• **Required action**: In the listing that follows, retype every line from the first through the one containing "like x=296, y=243.". Pictures are to be left out.

• **Provided records**:
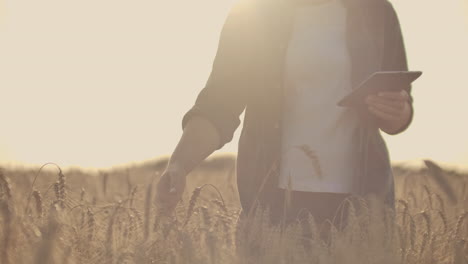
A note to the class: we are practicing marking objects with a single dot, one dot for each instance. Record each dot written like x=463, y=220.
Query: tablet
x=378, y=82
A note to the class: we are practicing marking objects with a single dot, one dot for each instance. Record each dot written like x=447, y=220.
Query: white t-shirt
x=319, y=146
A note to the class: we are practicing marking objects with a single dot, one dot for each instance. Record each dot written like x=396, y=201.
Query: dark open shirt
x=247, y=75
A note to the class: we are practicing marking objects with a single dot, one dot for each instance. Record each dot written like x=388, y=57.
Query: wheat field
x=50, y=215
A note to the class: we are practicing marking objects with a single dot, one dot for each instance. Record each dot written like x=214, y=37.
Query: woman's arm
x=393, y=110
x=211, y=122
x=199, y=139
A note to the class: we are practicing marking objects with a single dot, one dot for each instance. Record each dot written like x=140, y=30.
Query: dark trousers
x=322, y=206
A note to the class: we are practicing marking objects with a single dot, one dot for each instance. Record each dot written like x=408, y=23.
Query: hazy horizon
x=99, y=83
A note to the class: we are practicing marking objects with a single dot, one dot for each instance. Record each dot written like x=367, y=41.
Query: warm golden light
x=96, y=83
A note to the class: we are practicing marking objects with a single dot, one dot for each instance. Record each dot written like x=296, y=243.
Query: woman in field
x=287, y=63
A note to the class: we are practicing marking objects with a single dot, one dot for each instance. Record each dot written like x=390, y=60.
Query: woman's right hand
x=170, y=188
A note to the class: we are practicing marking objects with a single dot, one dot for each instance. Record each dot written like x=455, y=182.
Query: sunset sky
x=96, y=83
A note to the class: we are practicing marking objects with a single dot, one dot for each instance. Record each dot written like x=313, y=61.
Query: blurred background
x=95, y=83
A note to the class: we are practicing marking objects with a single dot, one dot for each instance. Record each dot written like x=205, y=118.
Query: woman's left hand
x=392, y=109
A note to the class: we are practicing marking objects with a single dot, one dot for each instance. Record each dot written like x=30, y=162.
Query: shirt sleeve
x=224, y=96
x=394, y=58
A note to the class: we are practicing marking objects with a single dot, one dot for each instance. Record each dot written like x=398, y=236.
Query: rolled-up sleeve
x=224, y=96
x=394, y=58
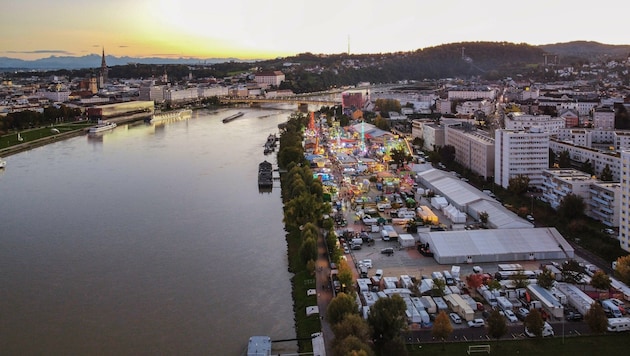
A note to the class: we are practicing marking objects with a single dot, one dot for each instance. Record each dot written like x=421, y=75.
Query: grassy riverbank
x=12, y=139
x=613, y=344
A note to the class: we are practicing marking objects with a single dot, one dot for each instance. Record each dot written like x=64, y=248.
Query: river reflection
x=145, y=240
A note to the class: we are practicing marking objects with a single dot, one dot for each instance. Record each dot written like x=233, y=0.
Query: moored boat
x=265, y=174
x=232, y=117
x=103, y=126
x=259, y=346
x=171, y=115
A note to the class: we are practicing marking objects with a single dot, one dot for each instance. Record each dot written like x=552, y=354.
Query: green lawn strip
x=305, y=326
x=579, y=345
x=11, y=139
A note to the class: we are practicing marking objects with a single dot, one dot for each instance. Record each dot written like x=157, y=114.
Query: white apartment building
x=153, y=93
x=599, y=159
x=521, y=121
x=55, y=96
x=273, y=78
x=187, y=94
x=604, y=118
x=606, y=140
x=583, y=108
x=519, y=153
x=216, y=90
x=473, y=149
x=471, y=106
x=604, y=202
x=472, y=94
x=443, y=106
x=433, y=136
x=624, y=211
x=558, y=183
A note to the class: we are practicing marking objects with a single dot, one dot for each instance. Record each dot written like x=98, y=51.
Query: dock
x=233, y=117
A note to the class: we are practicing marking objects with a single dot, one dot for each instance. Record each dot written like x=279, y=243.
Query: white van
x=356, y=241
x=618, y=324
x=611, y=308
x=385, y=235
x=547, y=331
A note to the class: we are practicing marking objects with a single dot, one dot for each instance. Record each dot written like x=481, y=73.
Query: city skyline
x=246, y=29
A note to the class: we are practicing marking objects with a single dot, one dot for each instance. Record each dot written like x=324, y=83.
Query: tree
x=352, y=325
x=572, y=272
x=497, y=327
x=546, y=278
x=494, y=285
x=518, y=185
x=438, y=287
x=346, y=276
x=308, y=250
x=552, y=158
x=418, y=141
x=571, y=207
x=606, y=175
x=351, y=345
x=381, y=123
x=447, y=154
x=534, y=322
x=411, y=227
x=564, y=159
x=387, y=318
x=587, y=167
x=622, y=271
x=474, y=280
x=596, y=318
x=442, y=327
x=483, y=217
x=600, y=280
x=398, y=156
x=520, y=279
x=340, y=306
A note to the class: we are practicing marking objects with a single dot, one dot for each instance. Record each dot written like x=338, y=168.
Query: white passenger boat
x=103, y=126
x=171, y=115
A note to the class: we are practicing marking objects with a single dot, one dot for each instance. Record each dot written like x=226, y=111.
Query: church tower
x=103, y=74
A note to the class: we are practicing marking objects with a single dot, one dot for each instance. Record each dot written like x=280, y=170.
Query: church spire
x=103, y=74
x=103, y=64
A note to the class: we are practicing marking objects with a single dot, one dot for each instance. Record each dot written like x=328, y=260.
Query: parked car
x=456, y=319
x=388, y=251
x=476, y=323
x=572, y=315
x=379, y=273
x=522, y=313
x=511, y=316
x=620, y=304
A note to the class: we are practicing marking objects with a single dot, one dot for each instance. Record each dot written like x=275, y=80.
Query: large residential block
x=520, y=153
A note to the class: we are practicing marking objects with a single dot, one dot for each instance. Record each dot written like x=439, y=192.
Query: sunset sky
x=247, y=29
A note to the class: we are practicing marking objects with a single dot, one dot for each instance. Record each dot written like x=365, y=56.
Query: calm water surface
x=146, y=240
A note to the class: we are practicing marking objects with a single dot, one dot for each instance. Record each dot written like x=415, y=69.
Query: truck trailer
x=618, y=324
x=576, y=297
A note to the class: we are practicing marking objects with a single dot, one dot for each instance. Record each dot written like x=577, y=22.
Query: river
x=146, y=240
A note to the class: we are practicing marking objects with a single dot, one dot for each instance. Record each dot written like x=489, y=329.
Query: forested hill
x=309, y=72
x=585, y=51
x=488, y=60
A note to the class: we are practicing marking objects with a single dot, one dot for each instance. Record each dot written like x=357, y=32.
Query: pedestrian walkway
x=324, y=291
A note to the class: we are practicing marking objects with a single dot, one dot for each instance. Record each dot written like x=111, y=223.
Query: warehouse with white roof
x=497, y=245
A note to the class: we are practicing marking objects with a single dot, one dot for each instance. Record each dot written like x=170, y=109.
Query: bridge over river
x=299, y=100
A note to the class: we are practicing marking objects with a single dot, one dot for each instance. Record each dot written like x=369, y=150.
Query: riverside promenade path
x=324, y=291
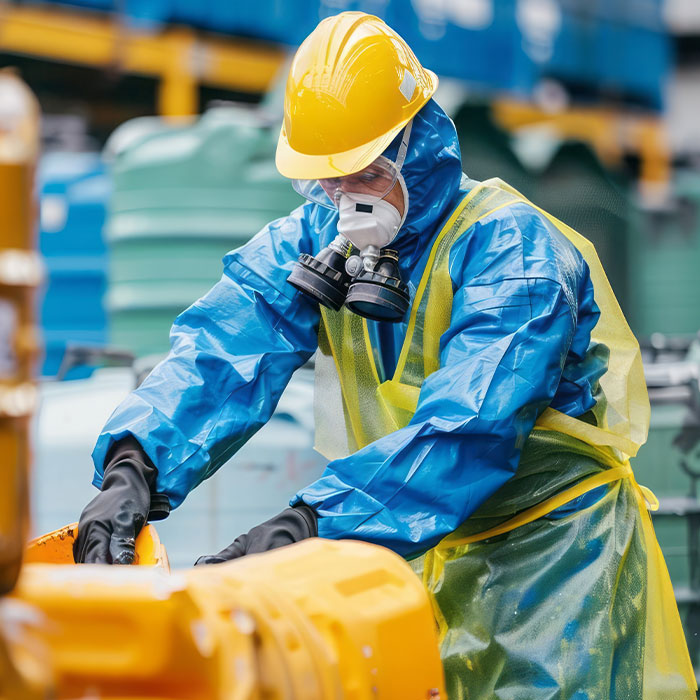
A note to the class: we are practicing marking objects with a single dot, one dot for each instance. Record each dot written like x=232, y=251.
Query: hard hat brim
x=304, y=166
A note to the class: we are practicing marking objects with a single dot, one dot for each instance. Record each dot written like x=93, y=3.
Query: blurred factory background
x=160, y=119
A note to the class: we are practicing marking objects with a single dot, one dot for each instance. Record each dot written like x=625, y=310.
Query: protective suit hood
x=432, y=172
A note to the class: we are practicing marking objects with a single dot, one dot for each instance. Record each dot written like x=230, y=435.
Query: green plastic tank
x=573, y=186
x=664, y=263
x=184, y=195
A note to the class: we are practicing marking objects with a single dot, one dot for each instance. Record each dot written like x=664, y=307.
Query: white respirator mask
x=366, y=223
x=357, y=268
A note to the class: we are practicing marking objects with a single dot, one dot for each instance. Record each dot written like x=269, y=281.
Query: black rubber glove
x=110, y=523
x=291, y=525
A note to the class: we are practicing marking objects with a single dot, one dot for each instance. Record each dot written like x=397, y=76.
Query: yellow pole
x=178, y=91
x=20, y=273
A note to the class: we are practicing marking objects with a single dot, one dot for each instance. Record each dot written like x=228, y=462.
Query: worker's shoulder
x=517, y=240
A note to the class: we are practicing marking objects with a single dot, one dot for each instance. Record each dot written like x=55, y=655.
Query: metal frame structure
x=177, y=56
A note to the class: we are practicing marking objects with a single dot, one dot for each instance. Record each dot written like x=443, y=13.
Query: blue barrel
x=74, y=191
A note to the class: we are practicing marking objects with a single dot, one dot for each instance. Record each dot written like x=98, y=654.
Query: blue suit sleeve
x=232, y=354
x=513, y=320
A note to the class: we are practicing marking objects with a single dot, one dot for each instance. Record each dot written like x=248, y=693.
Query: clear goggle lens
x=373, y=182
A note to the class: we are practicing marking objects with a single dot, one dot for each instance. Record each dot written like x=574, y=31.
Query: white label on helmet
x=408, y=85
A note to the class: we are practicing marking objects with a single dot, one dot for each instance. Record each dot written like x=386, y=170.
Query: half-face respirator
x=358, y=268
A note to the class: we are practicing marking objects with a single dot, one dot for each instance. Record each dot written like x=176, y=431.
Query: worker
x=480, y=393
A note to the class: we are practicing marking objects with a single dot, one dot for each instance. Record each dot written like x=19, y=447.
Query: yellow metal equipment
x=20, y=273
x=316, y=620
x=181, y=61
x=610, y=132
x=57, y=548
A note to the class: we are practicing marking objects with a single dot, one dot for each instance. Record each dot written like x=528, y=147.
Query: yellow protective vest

• **The answer**:
A note to the class: we are practicing marking objects with a single dot, one dot for each instance. Record each dot written like x=463, y=220.
Query: tablet
x=378, y=82
A note to the class: we are practicing marking objects with a single dot, one dot for each instance. Record each dot written like x=447, y=220.
Query: white t-shirt
x=319, y=146
A note to the class: we are practicing marking objects with a single dot, one dot for each instance. Record each dot written like x=396, y=201.
Query: dark open shirt
x=247, y=75
A note to the class: we are practicing marking objects with a single dot, one dot for each instance. Record each dot written like x=388, y=57.
Query: wheat field
x=50, y=215
A note to the class: we are practicing marking objects with a single dot, one dot for each instance. Record each dot written like x=214, y=37.
Query: woman's arm
x=393, y=110
x=211, y=122
x=199, y=139
A note to the class: we are practicing marking objects with a single dot, one dot for each instance. Record each dot written like x=140, y=30.
Query: dark trousers
x=322, y=206
A note to the class: we are practicing marking objects with a single dot, one dot for each instance. Record each dot written like x=408, y=23.
Query: hazy horizon
x=99, y=83
A note to the class: we are practicing marking objects with a single dot, one dot for each instance. Record each dot written like x=367, y=41.
Query: warm golden light
x=96, y=83
A note to the class: we are practicing marking objects with a single dot, one dot for each instance. Record each dot written like x=296, y=243.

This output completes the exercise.